It’s grey and gusty and muggy outside: what I call a Key Largo kind of day, swaying the big old olive tree outside the kitchen window to reveal the glittering grey undersides of the leaves. There’s a feeling of impending something in the air (possibly influenced by having seen big lightning zigzags over CdP on all the weather websites). It has been exceptionally warm, with only two serious rain showers in the past two months. There’s a warm scirocco blowing from the south: a distressing, disturbing wind that makes people jittery.
This is the time of year when hail shreds things. I’ve been studying my apricot tree, which has a fair amount of fruit on it this year, unlike most seasons when we’re lucky if we get any at all. I was sizing it up for possible covering with agricultural fleece. But it’s too big. What a shame it would be to lose the apricots. Not to mention the tiny tomato and bean plants, some of which are already planted out in the orto. And the peas and broad beans, which are getting close to being ready for picking.
But at least the most of roses are hardly out at all (the exception being the R. chinensis Mutabilis which are awash with blooms): anything but the most devastating of hail should bounce off buds that are still tight-folded. At least, that’s what I’m hoping.

We were in Venice last week for the vernissage of the Biennale. It’s art this year, a rather glum art that takes itself too seriously and thinks it’s a bleak, confrontational form of politics. Of course this is a wild generalisation. But after 2013’s exhilarating, challenging ‘Palazzo Enciclopedico’, this ‘All the World’s Futures’ is poetic and attractive in title alone. That said, there’s some great stuff. My comments, I should add, come from the depths of great ignorance about contemporary art, and from gut feeling.

▸ **REQUIREMENT A**
Duplicate the garden and Venice passage word for word, from "But at least" up to and including "from gut feeling.".
▸ **REQUIREMENT B**
Answer these questions from the garden and Venice passage.
(i) How many serious rain showers have there been in the past two months?
(ii) Which roses are the exception, already awash with blooms?
(iii) What is the title of this year's Biennale?

▸ **GIVEN DATA**
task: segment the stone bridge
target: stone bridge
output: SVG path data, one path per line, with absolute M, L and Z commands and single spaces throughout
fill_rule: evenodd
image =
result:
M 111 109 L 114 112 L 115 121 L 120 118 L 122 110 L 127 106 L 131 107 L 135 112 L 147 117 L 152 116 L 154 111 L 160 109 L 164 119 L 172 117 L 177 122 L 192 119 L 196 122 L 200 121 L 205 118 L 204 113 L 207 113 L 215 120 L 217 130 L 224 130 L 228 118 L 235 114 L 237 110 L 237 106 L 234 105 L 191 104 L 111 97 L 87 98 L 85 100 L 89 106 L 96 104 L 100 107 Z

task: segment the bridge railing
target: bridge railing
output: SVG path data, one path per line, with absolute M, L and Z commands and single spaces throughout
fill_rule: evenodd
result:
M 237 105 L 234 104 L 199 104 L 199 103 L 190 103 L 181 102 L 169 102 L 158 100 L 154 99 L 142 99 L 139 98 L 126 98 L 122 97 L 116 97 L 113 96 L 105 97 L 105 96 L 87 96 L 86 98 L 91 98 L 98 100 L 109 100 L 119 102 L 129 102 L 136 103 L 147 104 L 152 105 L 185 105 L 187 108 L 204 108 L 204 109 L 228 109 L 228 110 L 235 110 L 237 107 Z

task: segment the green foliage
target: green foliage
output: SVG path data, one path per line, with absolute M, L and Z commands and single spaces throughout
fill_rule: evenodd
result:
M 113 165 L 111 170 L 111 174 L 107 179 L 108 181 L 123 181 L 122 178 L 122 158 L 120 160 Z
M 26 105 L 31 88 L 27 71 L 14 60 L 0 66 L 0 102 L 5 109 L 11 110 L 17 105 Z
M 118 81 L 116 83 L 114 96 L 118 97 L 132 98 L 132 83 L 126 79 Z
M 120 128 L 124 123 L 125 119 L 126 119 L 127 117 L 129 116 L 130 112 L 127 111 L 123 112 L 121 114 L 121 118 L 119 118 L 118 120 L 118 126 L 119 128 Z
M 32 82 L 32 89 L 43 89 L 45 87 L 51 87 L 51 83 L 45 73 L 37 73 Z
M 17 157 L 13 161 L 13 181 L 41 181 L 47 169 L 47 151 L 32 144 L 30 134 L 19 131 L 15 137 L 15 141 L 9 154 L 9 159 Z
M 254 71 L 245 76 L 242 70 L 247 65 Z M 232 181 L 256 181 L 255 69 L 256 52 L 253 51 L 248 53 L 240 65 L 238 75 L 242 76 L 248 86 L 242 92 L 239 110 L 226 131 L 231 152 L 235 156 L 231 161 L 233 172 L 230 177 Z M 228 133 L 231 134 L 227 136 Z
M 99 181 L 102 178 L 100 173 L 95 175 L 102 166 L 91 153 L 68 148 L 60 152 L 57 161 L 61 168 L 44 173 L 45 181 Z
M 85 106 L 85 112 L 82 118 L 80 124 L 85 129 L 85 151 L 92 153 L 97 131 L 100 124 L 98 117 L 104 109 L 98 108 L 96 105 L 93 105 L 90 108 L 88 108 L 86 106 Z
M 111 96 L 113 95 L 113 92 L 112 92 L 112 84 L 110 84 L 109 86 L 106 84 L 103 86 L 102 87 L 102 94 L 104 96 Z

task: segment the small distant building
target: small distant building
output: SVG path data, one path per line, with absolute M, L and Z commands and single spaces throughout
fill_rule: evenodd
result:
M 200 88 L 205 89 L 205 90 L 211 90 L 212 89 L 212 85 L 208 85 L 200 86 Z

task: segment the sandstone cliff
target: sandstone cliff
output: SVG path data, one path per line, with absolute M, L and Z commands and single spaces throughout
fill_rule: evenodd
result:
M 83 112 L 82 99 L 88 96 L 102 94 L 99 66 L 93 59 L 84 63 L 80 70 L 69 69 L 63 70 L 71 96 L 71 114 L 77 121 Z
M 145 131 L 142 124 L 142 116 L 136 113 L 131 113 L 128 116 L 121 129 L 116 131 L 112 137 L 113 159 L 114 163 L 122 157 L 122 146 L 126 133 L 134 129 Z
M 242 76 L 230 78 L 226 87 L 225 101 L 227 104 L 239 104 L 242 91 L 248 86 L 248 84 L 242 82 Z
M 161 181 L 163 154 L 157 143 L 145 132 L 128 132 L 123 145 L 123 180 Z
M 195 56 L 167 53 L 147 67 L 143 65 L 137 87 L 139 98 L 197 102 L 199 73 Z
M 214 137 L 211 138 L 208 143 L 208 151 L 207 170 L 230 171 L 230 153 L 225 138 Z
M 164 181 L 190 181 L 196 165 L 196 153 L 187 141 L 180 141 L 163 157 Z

▸ **EXERCISE OUTPUT A**
But at least the most of roses are hardly out at all (the exception being the R. chinensis Mutabilis which are awash with blooms): anything but the most devastating of hail should bounce off buds that are still tight-folded. At least, that’s what I’m hoping.

We were in Venice last week for the vernissage of the Biennale. It’s art this year, a rather glum art that takes itself too seriously and thinks it’s a bleak, confrontational form of politics. Of course this is a wild generalisation. But after 2013’s exhilarating, challenging ‘Palazzo Enciclopedico’, this ‘All the World’s Futures’ is poetic and attractive in title alone. That said, there’s some great stuff. My comments, I should add, come from the depths of great ignorance about contemporary art, and from gut feeling.

▸ **EXERCISE OUTPUT B**
(i) Two.
(ii) The R. chinensis Mutabilis.
(iii) 'All the World's Futures'.